-- start Recorded data --

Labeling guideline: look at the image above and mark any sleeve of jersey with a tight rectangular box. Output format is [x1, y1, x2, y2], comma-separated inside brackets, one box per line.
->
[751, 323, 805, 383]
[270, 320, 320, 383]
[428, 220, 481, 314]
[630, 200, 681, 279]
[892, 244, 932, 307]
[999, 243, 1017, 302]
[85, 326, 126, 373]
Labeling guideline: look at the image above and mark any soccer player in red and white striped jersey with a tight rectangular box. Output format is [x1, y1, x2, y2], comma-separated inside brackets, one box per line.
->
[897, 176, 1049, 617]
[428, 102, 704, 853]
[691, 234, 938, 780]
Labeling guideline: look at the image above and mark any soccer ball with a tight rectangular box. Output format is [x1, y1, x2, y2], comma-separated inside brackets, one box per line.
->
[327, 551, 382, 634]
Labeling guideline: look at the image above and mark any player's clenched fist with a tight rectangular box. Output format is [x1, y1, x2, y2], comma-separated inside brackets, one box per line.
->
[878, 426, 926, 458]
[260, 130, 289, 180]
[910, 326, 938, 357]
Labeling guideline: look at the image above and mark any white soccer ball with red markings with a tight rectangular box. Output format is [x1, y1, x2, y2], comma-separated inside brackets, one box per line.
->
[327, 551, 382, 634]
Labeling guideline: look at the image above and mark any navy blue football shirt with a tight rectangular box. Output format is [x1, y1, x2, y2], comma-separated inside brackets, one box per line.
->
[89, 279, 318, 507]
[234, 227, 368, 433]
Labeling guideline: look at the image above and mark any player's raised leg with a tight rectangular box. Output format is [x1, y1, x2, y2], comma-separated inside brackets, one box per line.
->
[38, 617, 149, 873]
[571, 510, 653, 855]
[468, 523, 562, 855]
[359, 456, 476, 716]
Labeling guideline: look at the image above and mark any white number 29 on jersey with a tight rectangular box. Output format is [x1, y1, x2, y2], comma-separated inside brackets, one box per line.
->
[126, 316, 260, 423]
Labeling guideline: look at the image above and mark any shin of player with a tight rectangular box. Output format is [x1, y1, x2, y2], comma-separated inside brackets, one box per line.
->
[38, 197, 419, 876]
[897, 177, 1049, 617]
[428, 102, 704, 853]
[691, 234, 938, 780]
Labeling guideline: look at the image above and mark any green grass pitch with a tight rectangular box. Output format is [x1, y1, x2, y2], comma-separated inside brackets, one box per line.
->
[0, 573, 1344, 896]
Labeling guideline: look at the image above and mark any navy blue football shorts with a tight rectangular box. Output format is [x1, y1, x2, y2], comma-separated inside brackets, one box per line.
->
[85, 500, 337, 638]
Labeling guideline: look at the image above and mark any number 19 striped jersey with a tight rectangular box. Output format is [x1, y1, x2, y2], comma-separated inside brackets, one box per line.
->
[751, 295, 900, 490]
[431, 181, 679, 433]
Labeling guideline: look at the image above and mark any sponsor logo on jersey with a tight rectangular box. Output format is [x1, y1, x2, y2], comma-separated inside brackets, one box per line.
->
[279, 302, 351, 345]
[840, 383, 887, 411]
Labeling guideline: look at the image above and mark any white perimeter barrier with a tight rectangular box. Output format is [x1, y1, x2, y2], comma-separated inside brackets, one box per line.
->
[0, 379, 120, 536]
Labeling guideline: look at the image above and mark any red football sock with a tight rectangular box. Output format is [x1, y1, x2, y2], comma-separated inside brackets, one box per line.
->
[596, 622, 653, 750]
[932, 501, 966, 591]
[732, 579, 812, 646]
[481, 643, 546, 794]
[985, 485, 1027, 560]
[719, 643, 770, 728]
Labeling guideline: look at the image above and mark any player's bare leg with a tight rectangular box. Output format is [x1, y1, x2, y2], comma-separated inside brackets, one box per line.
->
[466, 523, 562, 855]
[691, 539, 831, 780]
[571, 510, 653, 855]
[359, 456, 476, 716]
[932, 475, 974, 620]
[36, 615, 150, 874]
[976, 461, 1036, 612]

-- end Recorded data --
-- start Recorded data --

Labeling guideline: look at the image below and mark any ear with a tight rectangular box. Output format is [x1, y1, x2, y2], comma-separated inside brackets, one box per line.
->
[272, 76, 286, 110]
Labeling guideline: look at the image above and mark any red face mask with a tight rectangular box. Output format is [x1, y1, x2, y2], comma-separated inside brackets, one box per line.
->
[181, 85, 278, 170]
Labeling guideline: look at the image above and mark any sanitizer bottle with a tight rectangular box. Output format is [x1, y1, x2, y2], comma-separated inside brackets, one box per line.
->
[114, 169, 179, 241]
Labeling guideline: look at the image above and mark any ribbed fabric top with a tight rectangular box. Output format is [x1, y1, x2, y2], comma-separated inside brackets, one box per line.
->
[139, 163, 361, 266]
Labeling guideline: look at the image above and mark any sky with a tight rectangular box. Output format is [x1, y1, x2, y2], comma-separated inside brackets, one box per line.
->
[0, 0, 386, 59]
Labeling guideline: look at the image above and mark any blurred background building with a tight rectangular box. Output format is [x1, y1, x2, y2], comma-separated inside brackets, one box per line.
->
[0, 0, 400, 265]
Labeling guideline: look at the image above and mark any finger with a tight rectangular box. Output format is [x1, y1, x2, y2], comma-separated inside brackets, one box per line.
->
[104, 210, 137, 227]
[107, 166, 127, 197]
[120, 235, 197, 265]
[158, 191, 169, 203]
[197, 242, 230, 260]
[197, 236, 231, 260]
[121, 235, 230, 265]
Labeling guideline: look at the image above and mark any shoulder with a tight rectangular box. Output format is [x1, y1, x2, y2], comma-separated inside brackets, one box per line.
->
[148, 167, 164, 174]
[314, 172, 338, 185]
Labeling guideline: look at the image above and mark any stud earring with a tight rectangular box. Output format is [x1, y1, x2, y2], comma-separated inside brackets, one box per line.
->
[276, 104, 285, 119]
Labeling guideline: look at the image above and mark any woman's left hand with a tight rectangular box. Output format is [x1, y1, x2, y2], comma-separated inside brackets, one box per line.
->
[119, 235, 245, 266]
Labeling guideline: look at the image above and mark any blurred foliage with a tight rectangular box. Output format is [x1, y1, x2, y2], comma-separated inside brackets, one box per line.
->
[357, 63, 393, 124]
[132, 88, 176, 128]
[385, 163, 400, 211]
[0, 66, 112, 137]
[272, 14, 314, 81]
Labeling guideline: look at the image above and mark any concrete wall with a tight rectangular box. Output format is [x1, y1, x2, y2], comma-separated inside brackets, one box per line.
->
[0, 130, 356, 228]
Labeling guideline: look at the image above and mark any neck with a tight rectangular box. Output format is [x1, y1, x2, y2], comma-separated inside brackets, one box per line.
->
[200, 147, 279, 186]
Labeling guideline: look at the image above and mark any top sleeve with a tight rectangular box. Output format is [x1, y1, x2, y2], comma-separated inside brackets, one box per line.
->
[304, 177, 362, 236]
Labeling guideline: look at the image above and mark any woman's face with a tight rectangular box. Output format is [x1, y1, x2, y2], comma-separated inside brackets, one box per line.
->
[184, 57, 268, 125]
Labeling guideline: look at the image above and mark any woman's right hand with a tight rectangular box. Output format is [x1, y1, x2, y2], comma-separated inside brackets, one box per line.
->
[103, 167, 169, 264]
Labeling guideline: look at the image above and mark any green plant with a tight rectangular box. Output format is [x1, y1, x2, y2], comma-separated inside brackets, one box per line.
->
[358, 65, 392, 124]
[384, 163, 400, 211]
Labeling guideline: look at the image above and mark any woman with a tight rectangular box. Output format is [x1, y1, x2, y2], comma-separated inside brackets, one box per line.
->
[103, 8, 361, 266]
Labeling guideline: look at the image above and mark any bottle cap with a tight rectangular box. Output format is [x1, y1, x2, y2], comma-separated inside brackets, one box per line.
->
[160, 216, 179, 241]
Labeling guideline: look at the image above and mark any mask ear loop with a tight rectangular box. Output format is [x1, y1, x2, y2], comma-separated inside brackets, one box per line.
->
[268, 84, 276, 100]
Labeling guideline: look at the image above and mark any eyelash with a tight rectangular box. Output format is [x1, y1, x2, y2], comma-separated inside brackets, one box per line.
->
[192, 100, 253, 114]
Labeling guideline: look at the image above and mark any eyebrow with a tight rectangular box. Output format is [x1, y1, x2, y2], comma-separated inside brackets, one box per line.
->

-- end Recorded data --

Rewrite everything in the data from the line containing "Labeling guideline: look at the image above and mark any sponsor" down to the line containing "[0, 379, 120, 536]", both ends included, keeping each line as it is except for adding 85 to every box coordinate.

Labeling guideline: look at the image above and mark any sponsor logo on jersey with a tight rectangular box. Output format is [x1, y1, x2, y2], comma-separated inside brackets, one box per line.
->
[364, 387, 436, 430]
[925, 468, 972, 496]
Labeling guideline: look at the image above and mark any white perimeter barrier with a tight rectangular box. Output format is [x1, y1, x2, y2], comma-separated inside brackets, one box per line.
->
[85, 464, 205, 621]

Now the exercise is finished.